### Goal
State how many lines in the entries below contain the string "white", treating uppercase and lowercase as different. Reply with the number only.

--- Start ---

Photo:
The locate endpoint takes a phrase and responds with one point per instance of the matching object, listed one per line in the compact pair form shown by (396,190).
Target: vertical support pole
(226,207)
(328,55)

--- End ---
--- Start ---

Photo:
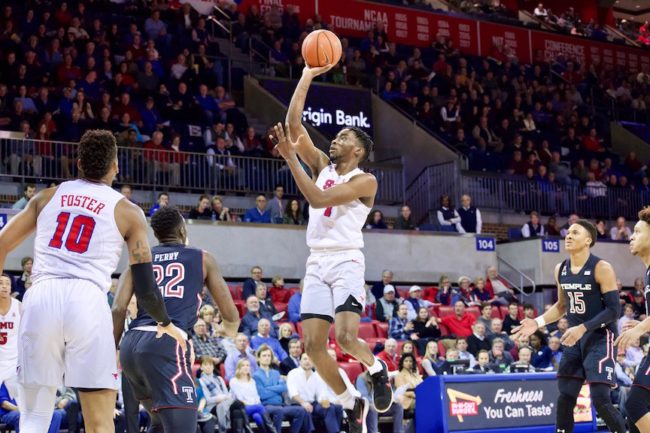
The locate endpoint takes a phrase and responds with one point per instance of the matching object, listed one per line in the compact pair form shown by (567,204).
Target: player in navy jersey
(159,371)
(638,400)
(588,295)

--- End ---
--- Start ---

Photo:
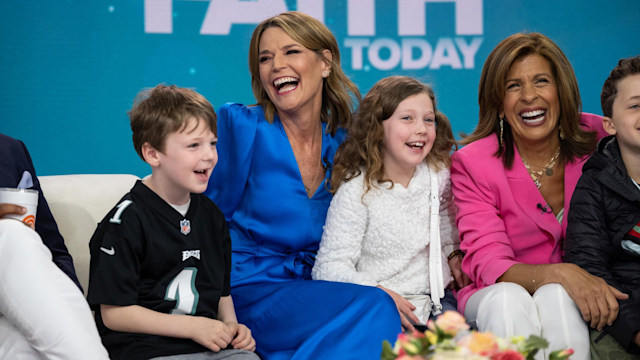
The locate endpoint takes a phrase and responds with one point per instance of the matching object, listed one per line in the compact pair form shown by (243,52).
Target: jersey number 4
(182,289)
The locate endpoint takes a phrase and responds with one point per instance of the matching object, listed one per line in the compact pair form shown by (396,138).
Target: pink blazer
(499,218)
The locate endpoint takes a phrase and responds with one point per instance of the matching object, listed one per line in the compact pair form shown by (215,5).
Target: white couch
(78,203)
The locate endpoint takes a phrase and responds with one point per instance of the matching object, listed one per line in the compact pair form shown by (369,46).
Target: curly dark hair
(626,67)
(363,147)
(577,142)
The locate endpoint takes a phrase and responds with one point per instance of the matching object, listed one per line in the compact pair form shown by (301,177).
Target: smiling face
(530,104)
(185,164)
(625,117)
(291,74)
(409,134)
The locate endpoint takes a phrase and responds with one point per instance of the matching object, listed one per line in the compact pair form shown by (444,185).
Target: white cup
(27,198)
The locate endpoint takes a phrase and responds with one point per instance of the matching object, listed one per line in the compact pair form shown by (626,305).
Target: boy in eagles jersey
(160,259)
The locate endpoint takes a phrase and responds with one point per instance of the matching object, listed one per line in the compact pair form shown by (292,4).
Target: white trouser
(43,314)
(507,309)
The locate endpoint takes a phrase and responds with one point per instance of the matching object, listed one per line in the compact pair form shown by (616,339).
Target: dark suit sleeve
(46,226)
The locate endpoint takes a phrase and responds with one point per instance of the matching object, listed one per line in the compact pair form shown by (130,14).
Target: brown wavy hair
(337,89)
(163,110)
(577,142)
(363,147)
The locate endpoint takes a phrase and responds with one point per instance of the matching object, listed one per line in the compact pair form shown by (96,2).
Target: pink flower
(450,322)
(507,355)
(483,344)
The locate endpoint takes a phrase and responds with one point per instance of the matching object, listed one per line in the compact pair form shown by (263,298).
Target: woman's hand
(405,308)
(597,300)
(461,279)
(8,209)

--- End ---

### Written solution
3